#### Data for processing ####
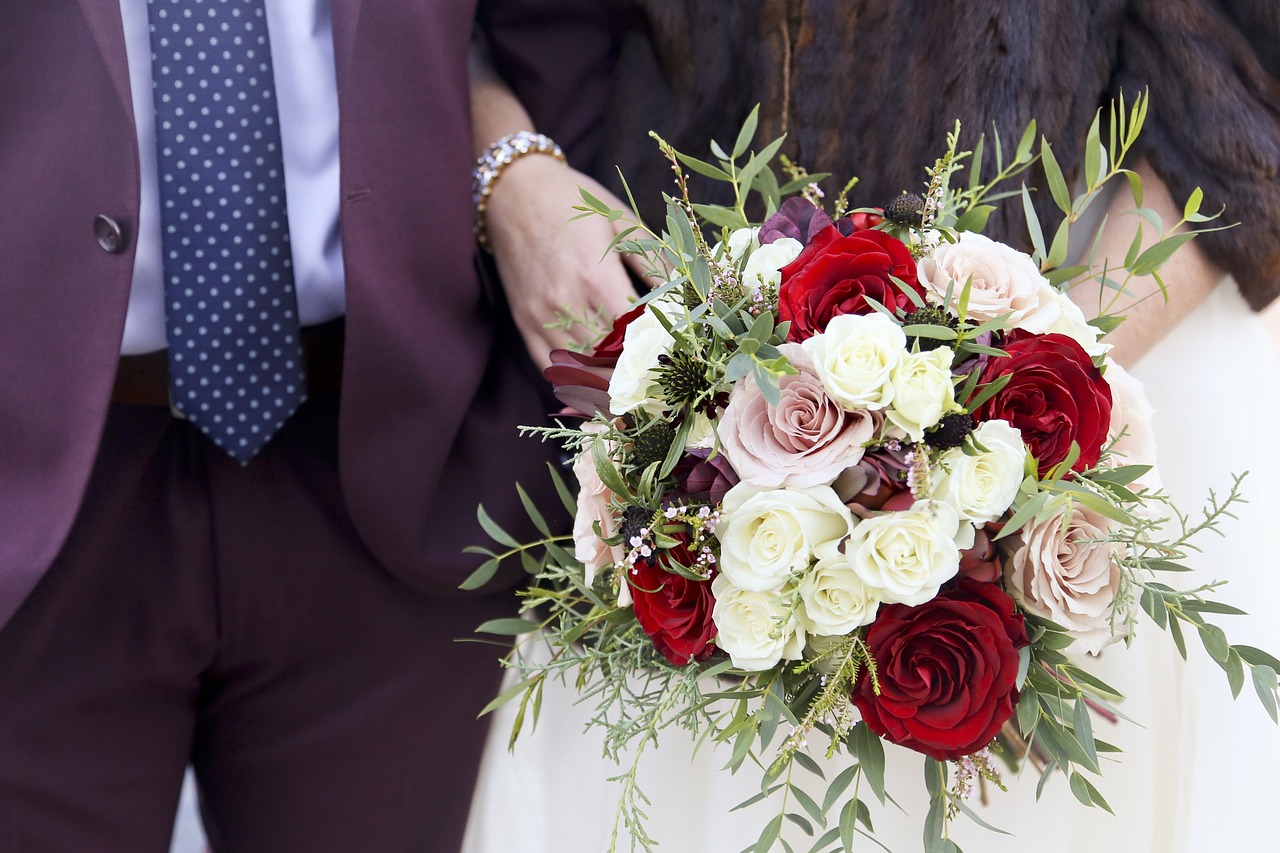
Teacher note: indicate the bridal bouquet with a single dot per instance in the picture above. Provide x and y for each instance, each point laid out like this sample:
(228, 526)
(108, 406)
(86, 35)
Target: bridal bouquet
(859, 475)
####
**Task details:** Please copy every line of the items above word for word, leaving out the pictures.

**Full answer:**
Teacher note: indicate the bridal bouquet with a single dot per instance in the picture above. Provide x and y for each instance, each point laid out like this sample:
(228, 526)
(108, 406)
(86, 35)
Target: bridal bouquet
(859, 475)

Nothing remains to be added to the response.